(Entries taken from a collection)
· · · · · · ·

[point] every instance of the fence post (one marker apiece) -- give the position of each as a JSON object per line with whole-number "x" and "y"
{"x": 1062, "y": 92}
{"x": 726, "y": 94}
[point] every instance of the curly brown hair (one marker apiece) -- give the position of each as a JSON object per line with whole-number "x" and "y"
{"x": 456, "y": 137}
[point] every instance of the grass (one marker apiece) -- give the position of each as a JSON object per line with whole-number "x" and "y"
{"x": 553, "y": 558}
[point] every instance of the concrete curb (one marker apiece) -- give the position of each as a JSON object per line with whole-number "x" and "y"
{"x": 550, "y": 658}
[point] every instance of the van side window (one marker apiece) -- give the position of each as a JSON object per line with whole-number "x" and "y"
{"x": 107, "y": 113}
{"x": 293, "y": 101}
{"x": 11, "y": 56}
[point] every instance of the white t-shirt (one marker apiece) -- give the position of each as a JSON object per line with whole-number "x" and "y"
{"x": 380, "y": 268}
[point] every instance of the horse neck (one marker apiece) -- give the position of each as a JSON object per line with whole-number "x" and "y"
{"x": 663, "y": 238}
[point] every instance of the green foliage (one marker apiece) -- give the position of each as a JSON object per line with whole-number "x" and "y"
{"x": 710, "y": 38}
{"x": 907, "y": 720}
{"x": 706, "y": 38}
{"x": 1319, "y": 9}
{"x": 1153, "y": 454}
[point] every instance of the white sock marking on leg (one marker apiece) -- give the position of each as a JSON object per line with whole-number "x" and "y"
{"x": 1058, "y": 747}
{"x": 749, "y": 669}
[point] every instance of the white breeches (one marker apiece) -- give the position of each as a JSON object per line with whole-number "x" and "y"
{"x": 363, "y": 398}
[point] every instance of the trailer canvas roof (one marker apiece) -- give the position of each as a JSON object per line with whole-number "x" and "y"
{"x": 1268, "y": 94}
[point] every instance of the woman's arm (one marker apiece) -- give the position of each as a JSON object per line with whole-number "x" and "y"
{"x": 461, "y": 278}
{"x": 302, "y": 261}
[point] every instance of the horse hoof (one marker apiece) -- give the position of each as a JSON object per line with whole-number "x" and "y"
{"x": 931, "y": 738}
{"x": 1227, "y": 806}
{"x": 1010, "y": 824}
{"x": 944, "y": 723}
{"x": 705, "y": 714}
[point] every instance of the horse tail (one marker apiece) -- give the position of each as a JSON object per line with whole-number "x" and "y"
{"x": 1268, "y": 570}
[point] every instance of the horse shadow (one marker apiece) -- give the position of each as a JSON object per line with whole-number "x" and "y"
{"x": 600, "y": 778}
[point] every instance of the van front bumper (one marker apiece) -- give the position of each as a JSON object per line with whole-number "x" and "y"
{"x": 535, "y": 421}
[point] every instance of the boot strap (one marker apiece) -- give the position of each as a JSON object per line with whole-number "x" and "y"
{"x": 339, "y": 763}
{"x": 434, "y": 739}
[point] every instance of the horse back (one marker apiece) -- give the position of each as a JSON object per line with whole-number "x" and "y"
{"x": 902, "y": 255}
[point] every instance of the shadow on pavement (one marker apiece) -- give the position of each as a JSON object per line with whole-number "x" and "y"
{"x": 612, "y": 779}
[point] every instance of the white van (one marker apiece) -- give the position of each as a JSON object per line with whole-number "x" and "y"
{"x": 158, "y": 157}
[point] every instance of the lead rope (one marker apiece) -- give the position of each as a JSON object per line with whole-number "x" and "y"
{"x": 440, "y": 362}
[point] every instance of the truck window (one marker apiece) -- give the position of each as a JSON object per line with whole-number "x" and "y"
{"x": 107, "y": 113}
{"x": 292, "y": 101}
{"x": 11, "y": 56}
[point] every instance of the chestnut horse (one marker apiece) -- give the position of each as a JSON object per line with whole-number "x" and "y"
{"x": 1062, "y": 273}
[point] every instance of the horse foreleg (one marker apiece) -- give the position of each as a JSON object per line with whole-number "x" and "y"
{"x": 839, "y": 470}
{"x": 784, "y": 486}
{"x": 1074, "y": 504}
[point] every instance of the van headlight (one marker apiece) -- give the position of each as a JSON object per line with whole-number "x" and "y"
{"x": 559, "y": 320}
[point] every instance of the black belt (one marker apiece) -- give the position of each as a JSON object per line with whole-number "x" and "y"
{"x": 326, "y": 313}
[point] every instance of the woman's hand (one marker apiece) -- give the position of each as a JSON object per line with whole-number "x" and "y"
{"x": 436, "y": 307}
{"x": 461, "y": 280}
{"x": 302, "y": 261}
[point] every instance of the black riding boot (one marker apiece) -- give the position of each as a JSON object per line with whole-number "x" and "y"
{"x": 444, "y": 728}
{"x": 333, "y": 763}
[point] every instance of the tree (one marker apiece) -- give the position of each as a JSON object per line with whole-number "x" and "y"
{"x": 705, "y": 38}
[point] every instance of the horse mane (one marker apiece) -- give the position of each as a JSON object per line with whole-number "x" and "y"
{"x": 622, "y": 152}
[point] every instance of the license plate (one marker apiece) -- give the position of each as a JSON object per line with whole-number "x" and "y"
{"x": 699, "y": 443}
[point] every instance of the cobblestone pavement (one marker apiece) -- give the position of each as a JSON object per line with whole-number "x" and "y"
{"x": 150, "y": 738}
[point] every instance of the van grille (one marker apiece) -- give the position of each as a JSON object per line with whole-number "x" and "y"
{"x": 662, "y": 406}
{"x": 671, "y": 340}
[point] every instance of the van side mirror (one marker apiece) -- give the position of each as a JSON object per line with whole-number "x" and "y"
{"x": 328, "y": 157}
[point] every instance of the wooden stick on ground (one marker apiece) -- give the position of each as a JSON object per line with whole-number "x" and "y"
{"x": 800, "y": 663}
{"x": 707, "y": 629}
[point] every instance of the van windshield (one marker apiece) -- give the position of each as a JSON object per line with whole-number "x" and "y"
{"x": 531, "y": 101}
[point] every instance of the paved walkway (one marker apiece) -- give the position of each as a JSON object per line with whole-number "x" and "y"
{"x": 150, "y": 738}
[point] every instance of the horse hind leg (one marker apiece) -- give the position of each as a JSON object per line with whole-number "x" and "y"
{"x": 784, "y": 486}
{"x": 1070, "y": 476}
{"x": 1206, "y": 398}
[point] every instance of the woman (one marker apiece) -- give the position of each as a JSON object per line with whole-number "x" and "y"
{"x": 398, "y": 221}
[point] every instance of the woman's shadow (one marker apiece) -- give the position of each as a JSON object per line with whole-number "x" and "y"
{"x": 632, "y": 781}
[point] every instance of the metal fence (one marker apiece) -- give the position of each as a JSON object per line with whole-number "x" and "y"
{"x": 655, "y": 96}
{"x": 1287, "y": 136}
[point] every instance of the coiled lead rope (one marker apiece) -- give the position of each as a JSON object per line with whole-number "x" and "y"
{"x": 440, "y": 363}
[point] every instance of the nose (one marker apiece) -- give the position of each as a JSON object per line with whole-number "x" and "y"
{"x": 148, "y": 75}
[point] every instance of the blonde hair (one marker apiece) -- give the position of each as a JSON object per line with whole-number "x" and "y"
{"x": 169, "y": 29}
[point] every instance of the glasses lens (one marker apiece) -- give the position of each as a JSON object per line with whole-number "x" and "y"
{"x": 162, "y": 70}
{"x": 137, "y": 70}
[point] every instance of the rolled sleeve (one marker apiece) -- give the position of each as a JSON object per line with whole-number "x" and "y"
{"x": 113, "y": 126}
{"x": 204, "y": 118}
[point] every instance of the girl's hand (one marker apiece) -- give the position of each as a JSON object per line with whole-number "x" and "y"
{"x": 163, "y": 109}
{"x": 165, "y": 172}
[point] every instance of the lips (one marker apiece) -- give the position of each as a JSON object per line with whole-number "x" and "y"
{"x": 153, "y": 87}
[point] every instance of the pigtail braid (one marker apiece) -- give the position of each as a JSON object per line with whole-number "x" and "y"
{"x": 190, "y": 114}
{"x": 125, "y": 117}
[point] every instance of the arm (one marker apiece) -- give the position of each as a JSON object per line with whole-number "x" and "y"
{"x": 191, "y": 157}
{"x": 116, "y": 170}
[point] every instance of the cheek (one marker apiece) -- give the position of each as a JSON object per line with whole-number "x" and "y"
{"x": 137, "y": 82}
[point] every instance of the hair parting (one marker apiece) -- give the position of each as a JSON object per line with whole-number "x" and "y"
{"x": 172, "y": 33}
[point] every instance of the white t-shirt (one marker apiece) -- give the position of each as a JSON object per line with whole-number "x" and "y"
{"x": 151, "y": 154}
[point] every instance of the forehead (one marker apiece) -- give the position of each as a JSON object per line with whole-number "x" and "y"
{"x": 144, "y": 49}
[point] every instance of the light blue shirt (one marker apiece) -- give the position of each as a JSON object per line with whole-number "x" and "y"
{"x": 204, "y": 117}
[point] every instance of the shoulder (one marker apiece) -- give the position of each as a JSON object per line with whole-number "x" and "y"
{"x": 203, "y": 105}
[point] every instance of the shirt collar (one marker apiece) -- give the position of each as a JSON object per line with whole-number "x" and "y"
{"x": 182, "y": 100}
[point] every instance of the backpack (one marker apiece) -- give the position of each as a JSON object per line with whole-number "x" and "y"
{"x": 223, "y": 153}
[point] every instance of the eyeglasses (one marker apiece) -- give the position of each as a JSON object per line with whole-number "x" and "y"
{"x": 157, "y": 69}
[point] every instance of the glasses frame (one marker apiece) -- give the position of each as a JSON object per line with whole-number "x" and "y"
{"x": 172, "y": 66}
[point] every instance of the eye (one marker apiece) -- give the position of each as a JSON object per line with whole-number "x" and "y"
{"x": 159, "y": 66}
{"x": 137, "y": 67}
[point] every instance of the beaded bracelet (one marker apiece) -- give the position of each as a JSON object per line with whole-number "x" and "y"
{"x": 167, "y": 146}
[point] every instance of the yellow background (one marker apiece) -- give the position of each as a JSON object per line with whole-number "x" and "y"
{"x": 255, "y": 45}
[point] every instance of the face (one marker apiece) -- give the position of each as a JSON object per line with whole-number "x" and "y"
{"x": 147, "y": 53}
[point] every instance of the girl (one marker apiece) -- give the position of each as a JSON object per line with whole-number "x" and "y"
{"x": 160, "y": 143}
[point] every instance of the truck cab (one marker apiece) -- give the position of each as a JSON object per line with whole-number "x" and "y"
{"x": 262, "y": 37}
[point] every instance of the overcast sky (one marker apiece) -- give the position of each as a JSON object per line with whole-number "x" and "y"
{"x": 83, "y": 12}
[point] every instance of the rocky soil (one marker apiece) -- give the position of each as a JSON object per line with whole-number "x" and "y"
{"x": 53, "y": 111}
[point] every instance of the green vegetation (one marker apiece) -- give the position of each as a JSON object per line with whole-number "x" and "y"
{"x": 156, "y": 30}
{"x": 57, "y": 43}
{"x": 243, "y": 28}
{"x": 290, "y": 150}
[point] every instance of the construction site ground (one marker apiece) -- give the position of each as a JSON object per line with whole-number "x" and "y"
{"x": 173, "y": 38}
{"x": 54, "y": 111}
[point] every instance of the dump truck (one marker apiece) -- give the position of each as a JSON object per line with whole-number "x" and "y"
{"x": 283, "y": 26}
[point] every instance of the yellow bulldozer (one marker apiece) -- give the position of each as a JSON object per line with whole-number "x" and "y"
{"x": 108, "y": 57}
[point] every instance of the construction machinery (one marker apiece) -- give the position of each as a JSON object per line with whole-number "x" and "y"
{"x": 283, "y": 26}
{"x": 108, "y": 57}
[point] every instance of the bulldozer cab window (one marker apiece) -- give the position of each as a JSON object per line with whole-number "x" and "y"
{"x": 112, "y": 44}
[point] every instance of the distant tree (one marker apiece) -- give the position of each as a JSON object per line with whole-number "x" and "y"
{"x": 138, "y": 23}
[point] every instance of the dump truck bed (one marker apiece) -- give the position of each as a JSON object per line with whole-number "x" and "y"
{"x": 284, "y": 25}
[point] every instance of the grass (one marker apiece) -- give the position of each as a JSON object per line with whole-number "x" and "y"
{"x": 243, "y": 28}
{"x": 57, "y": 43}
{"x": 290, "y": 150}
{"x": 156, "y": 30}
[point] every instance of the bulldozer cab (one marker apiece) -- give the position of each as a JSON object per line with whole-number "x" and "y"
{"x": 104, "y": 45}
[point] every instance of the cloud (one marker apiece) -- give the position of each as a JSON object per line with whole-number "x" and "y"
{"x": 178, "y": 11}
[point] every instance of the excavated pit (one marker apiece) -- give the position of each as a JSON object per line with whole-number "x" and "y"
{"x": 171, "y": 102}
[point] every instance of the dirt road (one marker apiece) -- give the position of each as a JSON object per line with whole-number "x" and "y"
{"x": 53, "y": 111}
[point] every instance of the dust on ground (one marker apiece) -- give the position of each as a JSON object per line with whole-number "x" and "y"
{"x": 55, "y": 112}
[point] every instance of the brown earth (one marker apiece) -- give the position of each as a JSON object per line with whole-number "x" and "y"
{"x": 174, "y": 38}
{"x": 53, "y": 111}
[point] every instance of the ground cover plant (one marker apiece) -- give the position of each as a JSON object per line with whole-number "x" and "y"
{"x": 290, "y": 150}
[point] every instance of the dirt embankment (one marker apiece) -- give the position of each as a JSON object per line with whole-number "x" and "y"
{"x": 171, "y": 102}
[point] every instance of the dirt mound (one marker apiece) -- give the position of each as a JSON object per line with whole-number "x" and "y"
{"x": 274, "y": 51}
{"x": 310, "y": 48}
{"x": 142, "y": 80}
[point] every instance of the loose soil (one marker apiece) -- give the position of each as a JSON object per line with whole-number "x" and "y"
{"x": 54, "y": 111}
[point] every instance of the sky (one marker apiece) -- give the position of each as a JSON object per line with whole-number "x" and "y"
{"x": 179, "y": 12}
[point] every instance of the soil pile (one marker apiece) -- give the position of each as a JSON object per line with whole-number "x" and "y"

· · · · · · ·

Every line from the one containing "[point] every instance of the cloud" through the end of the data must be repeated exactly, and no other line.

[point] every instance of the cloud (one marker apiece) -- give the position of each as a JSON object per line with whole-number "x" and "y"
{"x": 178, "y": 11}
[point] every instance of the excavated pit (one marker apiece) -- give the position of each as a JSON object per line with whole-number "x" and "y"
{"x": 171, "y": 102}
[point] every instance of the dirt road (one marker apiece) -- give the position of each as a JSON object per line with whole-number "x" and "y"
{"x": 53, "y": 111}
[point] every instance of the dust on ground (one marker apiece) -- give the position of each as a JSON object per line with whole-number "x" and "y"
{"x": 55, "y": 112}
[point] every instance of the brown earth (one marker apiece) -- give the position of each as a JSON object per line with whole-number "x" and "y"
{"x": 174, "y": 38}
{"x": 53, "y": 111}
[point] every instance of the ground cover plant (one marker apiece) -- give the position of each as a JSON object per line with whole-number "x" and "y"
{"x": 290, "y": 150}
[point] every instance of the dirt embankment (one marker apiece) -- give the position of each as a JSON object per line with whole-number "x" and "y"
{"x": 171, "y": 102}
[point] every instance of the dirt mound (one marker apiece) -- give the position of each as a JSON object per line with whole-number "x" and "y"
{"x": 274, "y": 51}
{"x": 310, "y": 48}
{"x": 142, "y": 80}
[point] every instance of the loose soil (one marker apiece) -- give the position of each as a JSON object per line with whole-number "x" and "y"
{"x": 54, "y": 111}
[point] every instance of the sky (one marker apiece) -- give the position of each as a JSON object per line with whole-number "x" and "y"
{"x": 179, "y": 12}
[point] every instance of the soil pile (one marker apiece) -- give the position of each as a JSON object per line with whole-number "x" and "y"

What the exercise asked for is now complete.